§ **SOURCE PASSAGE**:
────────────────────────────────────────

ISP teams with Symantec to can spam

ISP teams with Symantec to can spam

One of Australia's leading ISPs has stepped up its anti-spam stance by purchasing Symantec anti-spam software and providing it free to broadband and dial-up customers.

Greg Bader, CTO of iiNet, which claims the title of Australia's fourth-largest ISP, said that even though Symantec's high-end Brightmail version 6 solution was not cheap, it would have many long-term benefits.

"Like many ISPs, we previously used Spam Assassin," Bader said.

"One of the problems with Spam Assassin is that, being open source, it needed constant updating. Any spammer worth his salt would run his work through Spam Assassin first."

Bader said he had one full-timer to run the open source filter at a performance level that did not even come close to Brightmail's.

"The Brightmail solution frees up processing time and increases our storage lifespan. It's only early days but we've already reduced the load on our back-end servers by 50 per cent," he said

Bader said that he hoped other ISP's would also take on the responsibility of providing quality spam solutions at no extra charge to the end user.

Symantec acquired email filter firm Brightmail for $US370 million in May this year. According to Symantec, this is one of its largest acquisitions, showing its commitment to spam filtering.

────────────────────────────────────────

§ **DATA SUPPLIED**:

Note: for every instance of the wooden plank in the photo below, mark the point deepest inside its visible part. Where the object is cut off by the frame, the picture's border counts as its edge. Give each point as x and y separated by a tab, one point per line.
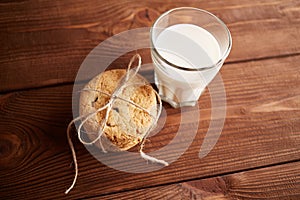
278	182
44	42
261	128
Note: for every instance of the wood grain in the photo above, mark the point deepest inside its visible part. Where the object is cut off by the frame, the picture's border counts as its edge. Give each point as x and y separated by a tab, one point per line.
278	182
261	128
44	42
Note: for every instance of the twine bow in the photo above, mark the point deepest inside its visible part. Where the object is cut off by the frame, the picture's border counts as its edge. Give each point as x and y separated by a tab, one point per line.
130	73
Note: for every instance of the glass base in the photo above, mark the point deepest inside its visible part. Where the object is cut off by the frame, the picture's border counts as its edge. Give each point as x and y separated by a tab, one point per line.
175	104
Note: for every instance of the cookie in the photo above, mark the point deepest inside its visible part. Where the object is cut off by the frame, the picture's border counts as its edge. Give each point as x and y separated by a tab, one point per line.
126	124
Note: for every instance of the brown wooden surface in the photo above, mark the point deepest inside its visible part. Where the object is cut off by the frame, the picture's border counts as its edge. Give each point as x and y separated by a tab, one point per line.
257	156
254	184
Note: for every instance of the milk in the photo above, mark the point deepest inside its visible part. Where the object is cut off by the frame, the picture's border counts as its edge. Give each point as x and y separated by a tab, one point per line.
186	46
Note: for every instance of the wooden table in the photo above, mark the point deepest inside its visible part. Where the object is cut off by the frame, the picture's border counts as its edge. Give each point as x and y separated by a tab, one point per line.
257	156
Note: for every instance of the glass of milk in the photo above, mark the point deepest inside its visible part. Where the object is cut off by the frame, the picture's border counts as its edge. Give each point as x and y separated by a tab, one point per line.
189	46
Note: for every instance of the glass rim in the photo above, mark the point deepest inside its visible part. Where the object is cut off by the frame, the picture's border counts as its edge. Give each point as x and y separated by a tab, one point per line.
222	58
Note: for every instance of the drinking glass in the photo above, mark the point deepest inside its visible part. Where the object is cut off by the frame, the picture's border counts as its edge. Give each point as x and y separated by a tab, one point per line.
188	48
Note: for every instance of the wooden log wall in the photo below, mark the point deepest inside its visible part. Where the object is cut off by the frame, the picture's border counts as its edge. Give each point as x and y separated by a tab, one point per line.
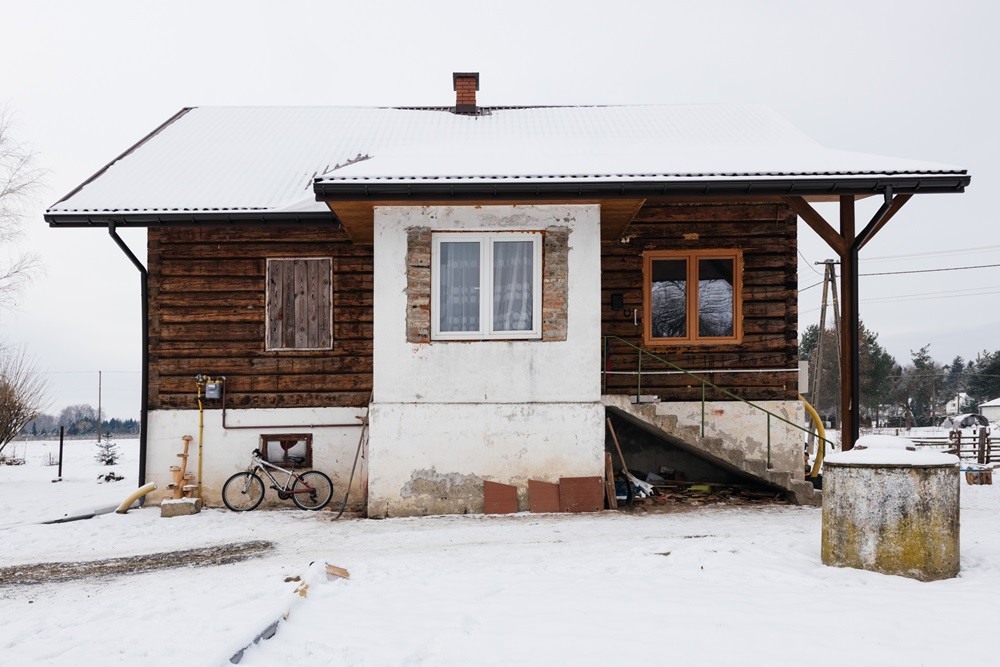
207	296
766	233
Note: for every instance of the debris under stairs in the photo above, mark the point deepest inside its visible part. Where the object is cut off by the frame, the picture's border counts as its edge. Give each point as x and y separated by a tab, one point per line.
666	430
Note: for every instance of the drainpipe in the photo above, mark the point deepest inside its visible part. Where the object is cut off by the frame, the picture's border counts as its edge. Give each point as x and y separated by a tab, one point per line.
144	393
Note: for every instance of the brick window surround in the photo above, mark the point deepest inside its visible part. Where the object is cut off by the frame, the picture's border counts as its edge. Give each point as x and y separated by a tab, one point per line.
555	284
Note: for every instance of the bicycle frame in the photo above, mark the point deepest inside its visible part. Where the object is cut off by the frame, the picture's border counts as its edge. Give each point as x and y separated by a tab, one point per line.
284	492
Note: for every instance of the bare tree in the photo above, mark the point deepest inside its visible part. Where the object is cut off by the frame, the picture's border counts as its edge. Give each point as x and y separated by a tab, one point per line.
19	180
24	393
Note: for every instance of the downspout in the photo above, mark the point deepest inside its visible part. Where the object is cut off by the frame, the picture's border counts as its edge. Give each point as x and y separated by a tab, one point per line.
144	392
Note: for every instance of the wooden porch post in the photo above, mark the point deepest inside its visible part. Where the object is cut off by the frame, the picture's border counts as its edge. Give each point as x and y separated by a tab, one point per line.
847	244
851	370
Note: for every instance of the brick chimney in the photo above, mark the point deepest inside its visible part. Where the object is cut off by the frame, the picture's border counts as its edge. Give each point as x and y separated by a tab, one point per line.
466	84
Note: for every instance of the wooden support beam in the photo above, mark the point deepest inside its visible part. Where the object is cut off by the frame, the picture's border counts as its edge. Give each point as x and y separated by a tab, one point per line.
850	365
818	223
878	222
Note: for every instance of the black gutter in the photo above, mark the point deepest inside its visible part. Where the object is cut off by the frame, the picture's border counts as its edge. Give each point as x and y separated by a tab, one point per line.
144	393
187	218
517	188
128	150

────────────────────────────────────────

§ **WHAT YOU NEED TO DO**: Reproduce the portion of the iiNet anti-spam article that begins with the words containing "One of Australia's" and ends with "and dial-up customers.". The records have no connection to the article about iiNet and Symantec.

§ **YOUR RESPONSE**:
One of Australia's leading ISPs has stepped up its anti-spam stance by purchasing Symantec anti-spam software and providing it free to broadband and dial-up customers.